■ Extracted entries ■
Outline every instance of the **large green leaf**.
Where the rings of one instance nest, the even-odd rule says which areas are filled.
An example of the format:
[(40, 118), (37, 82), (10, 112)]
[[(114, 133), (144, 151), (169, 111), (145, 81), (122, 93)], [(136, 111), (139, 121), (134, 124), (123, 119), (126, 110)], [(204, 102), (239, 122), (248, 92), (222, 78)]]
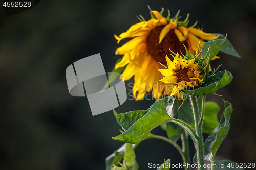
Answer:
[(222, 44), (226, 40), (225, 38), (205, 42), (201, 51), (202, 58), (205, 59), (209, 55), (209, 59), (211, 60), (221, 50)]
[(222, 71), (211, 76), (208, 84), (204, 87), (199, 87), (195, 90), (187, 90), (184, 88), (182, 91), (189, 95), (198, 96), (202, 94), (214, 93), (219, 88), (229, 84), (233, 79), (233, 76), (229, 71)]
[(214, 102), (205, 103), (204, 122), (202, 130), (206, 134), (210, 134), (219, 125), (217, 114), (220, 111), (220, 107)]
[(125, 113), (117, 114), (115, 110), (113, 111), (117, 123), (125, 131), (148, 111), (148, 110), (132, 111)]
[(111, 166), (117, 166), (124, 155), (126, 144), (124, 144), (106, 158), (106, 170), (110, 170)]
[(236, 163), (229, 160), (220, 160), (214, 161), (214, 164), (216, 167), (215, 170), (244, 170), (240, 168), (240, 164)]
[(135, 164), (135, 153), (133, 145), (131, 143), (126, 144), (123, 159), (129, 166), (133, 167)]
[[(173, 98), (170, 99), (173, 102)], [(160, 99), (155, 102), (145, 116), (138, 119), (126, 131), (113, 138), (126, 143), (137, 143), (144, 140), (152, 129), (172, 119), (166, 111), (164, 100)]]
[(170, 159), (169, 159), (167, 161), (164, 160), (164, 163), (161, 165), (162, 167), (160, 167), (157, 168), (157, 170), (169, 170), (170, 169)]
[[(117, 61), (116, 62), (116, 64), (118, 63), (121, 60), (122, 60), (121, 59), (119, 59), (118, 60), (117, 60)], [(116, 64), (115, 64), (115, 65), (116, 65)], [(114, 82), (114, 81), (116, 80), (117, 77), (118, 77), (119, 76), (118, 74), (115, 73), (122, 73), (124, 70), (124, 69), (125, 69), (125, 68), (126, 67), (126, 66), (127, 65), (122, 67), (118, 68), (117, 69), (115, 69), (115, 67), (114, 67), (112, 70), (112, 71), (111, 72), (112, 72), (111, 75), (110, 75), (110, 76), (109, 77), (109, 80), (108, 80), (109, 81), (107, 82), (106, 82), (106, 84), (104, 86), (104, 87), (103, 88), (102, 90), (105, 89), (108, 87), (109, 87), (109, 85), (111, 84), (112, 82)], [(113, 74), (112, 72), (114, 72), (114, 74)]]
[[(233, 111), (232, 104), (224, 101), (225, 110), (221, 116), (219, 125), (209, 135), (203, 144), (204, 159), (212, 161), (218, 149), (224, 140), (229, 130), (229, 119)], [(194, 162), (197, 162), (196, 154), (194, 157)]]
[[(225, 35), (221, 34), (215, 33), (214, 34), (215, 35), (220, 35), (219, 37), (218, 37), (217, 39), (224, 39), (226, 37)], [(238, 54), (238, 52), (237, 52), (236, 50), (234, 50), (234, 47), (233, 47), (233, 45), (232, 45), (230, 42), (229, 41), (229, 40), (228, 40), (228, 39), (227, 39), (227, 38), (226, 39), (226, 40), (222, 44), (222, 46), (221, 47), (221, 51), (226, 54), (232, 55), (233, 56), (241, 58), (239, 54)]]

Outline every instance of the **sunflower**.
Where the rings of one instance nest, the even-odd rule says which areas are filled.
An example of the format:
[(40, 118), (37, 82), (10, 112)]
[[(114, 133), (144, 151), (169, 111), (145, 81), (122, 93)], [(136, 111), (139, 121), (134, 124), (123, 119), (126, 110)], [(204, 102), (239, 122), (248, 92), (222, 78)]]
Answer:
[(168, 16), (163, 17), (163, 11), (160, 13), (151, 10), (151, 19), (146, 21), (141, 16), (141, 22), (132, 26), (119, 36), (114, 35), (117, 43), (123, 39), (134, 37), (116, 50), (116, 55), (123, 56), (115, 68), (127, 65), (122, 75), (124, 81), (134, 76), (133, 94), (136, 100), (143, 99), (152, 90), (156, 99), (162, 96), (163, 91), (163, 94), (172, 93), (172, 84), (154, 81), (162, 77), (157, 68), (164, 68), (159, 63), (167, 66), (165, 56), (170, 56), (170, 50), (185, 55), (185, 46), (195, 55), (196, 49), (201, 51), (204, 43), (202, 39), (212, 40), (218, 37), (193, 28), (195, 26), (188, 28), (188, 14), (184, 21), (180, 22), (179, 11), (173, 19), (170, 19), (169, 11)]
[(176, 84), (170, 95), (177, 94), (186, 87), (198, 86), (204, 80), (203, 70), (195, 63), (196, 58), (187, 60), (179, 58), (178, 53), (173, 62), (166, 55), (166, 59), (168, 69), (158, 69), (158, 71), (164, 77), (159, 81), (165, 83)]

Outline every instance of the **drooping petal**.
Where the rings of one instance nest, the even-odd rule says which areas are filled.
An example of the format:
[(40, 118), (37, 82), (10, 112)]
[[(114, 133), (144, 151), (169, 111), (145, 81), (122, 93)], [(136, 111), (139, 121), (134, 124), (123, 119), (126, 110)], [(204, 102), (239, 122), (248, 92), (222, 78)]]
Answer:
[(214, 58), (212, 58), (211, 60), (214, 60), (215, 59), (219, 59), (219, 58), (220, 58), (220, 57), (216, 56), (214, 56)]
[(129, 41), (125, 43), (121, 47), (116, 49), (116, 54), (123, 55), (125, 53), (130, 53), (134, 48), (137, 45), (146, 38), (146, 36), (140, 36), (133, 38)]
[(211, 33), (206, 33), (202, 30), (197, 29), (195, 28), (187, 28), (188, 32), (194, 35), (198, 36), (199, 37), (206, 40), (213, 40), (219, 37), (219, 35), (215, 36)]
[(115, 66), (115, 69), (118, 68), (124, 67), (125, 65), (130, 62), (131, 57), (129, 53), (126, 53), (123, 55), (123, 58), (120, 62), (116, 64)]
[(199, 44), (199, 42), (200, 42), (200, 48), (202, 48), (203, 45), (204, 44), (204, 41), (198, 39), (198, 38), (194, 36), (193, 34), (191, 34), (190, 33), (188, 33), (188, 39), (189, 39), (191, 43), (191, 50), (193, 51), (194, 50), (194, 51), (197, 50), (197, 48), (198, 47), (198, 45)]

■ Written exercise ■
Give the lines again from the first one through the line that has "170), (110, 170)]", with "large green leaf" changed to "dry brown leaf" and nothing else altered. Leave the pictures out.

■ The answer ■
Outline every instance of the **dry brown leaf**.
Where the rings of one instance nest, the even-odd rule says which areas are filled.
An example of the format:
[(40, 118), (37, 82), (10, 112)]
[[(114, 133), (144, 151), (169, 111), (145, 81), (122, 93)], [(136, 111), (139, 121), (134, 124), (123, 119), (126, 110)], [(204, 102), (239, 122), (248, 92), (222, 78)]]
Answer:
[(222, 44), (226, 40), (225, 38), (205, 42), (201, 51), (202, 58), (205, 59), (209, 55), (209, 59), (211, 60), (221, 50)]
[(222, 71), (211, 76), (208, 84), (204, 87), (199, 87), (195, 90), (187, 90), (184, 88), (182, 91), (189, 95), (198, 96), (202, 94), (214, 93), (219, 88), (229, 84), (233, 79), (233, 76), (229, 71)]
[(214, 102), (205, 103), (204, 122), (202, 130), (206, 134), (210, 134), (219, 125), (217, 114), (220, 111), (220, 107)]
[(125, 113), (117, 114), (115, 110), (113, 111), (117, 123), (125, 131), (148, 111), (148, 110), (132, 111)]
[(111, 166), (117, 166), (124, 155), (126, 144), (124, 144), (106, 158), (106, 170), (110, 170)]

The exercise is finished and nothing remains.